** Start of Data to use **

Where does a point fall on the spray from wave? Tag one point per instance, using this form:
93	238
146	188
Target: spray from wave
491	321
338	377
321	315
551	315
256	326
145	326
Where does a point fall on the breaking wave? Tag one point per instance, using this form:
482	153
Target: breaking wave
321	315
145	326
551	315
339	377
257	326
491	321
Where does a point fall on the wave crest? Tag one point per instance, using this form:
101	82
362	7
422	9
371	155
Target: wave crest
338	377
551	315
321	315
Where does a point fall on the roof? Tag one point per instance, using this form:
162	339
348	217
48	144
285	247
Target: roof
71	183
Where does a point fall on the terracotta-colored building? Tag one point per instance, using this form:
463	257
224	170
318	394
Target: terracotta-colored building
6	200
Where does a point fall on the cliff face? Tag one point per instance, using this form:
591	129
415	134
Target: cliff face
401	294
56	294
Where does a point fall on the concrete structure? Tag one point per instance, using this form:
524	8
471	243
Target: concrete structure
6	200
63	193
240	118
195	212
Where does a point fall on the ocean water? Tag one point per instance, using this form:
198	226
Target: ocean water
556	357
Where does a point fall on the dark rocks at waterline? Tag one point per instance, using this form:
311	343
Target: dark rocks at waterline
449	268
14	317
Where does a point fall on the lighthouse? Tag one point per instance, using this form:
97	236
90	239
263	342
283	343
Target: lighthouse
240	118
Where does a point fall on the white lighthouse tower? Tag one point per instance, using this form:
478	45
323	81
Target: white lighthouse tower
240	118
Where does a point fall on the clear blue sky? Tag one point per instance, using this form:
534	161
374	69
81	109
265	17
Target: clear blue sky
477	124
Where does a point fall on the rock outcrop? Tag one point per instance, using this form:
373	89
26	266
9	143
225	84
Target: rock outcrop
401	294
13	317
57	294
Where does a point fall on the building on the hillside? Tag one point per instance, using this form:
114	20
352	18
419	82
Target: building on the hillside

** End of Data to use **

* **Given task**
Format every line of the entries above as a JSON list of strings, one string per line, with blank lines omitted.

* **Written response**
[
  "Where does a point fall on the spray from wave? Tag one point per instance, using this form:",
  "93\t238",
  "146\t188",
  "Target: spray from wave",
  "491\t321",
  "338\t377",
  "321\t315",
  "551\t315",
  "256\t326",
  "145\t326",
  "Where does a point fall on the breaking wave? Tag one point per instance, using this form:",
  "482\t153",
  "Target: breaking wave",
  "321\t315",
  "145\t326",
  "551\t315",
  "339\t377",
  "257\t326",
  "491\t321",
  "Where does a point fall on the wave crest? Tag one point per instance, using this form:",
  "101\t82",
  "362\t7",
  "422\t9",
  "371\t155",
  "Target: wave crest",
  "338\t377",
  "551\t315",
  "321\t315",
  "Where does a point fall on the roof? Tag one point per instance, using this form:",
  "162\t339",
  "348\t217",
  "48\t144",
  "285\t247",
  "Target: roof",
  "71\t183",
  "Where does a point fall on the terracotta-colored building? Tag one point per instance, using this form:",
  "463\t257",
  "224\t170",
  "318\t394",
  "Target: terracotta-colored building",
  "6\t200",
  "Where does a point fall on the cliff face? Tag one point per instance, using this form:",
  "591\t129",
  "415\t134",
  "Target: cliff face",
  "401\t294",
  "56\t294",
  "Where does a point fall on the concrete structure? Tag one point per instance, using this form:",
  "524\t8",
  "471\t243",
  "Target: concrete structure",
  "6\t200",
  "63\t193",
  "240\t118",
  "195\t212",
  "Where does a point fall on the ocean water? Tag one point per instance, using this form:",
  "198\t226",
  "Target: ocean water",
  "556\t357",
  "Where does a point fall on the dark rocks at waterline? Tag one point per instance, using this form:",
  "311\t343",
  "Target: dark rocks at waterline",
  "449\t268",
  "14\t317",
  "Where does a point fall on the lighthouse? Tag one point per instance, using this form:",
  "97\t236",
  "90\t239",
  "263\t342",
  "283\t343",
  "Target: lighthouse",
  "240\t118",
  "Where does a point fall on the white lighthouse tower? Tag one point per instance, using this form:",
  "478\t45",
  "323\t81",
  "Target: white lighthouse tower",
  "240\t118",
  "Where does a point fall on the clear blue sky? Tag one point per instance, using this form:",
  "534\t161",
  "374\t69",
  "81\t109",
  "265\t17",
  "Target: clear blue sky",
  "477\t124",
  "Where does a point fall on the rock outcrop? Tag one point per instance, using this form:",
  "373\t89",
  "26\t266",
  "9\t143",
  "225\t84",
  "Target: rock outcrop",
  "401\t294",
  "13\t317",
  "57\t294",
  "Where does a point fall on the building on the hillside? Tag one point per instance, using this form:",
  "114\t20",
  "352\t18",
  "419\t82",
  "Target: building on the hillside"
]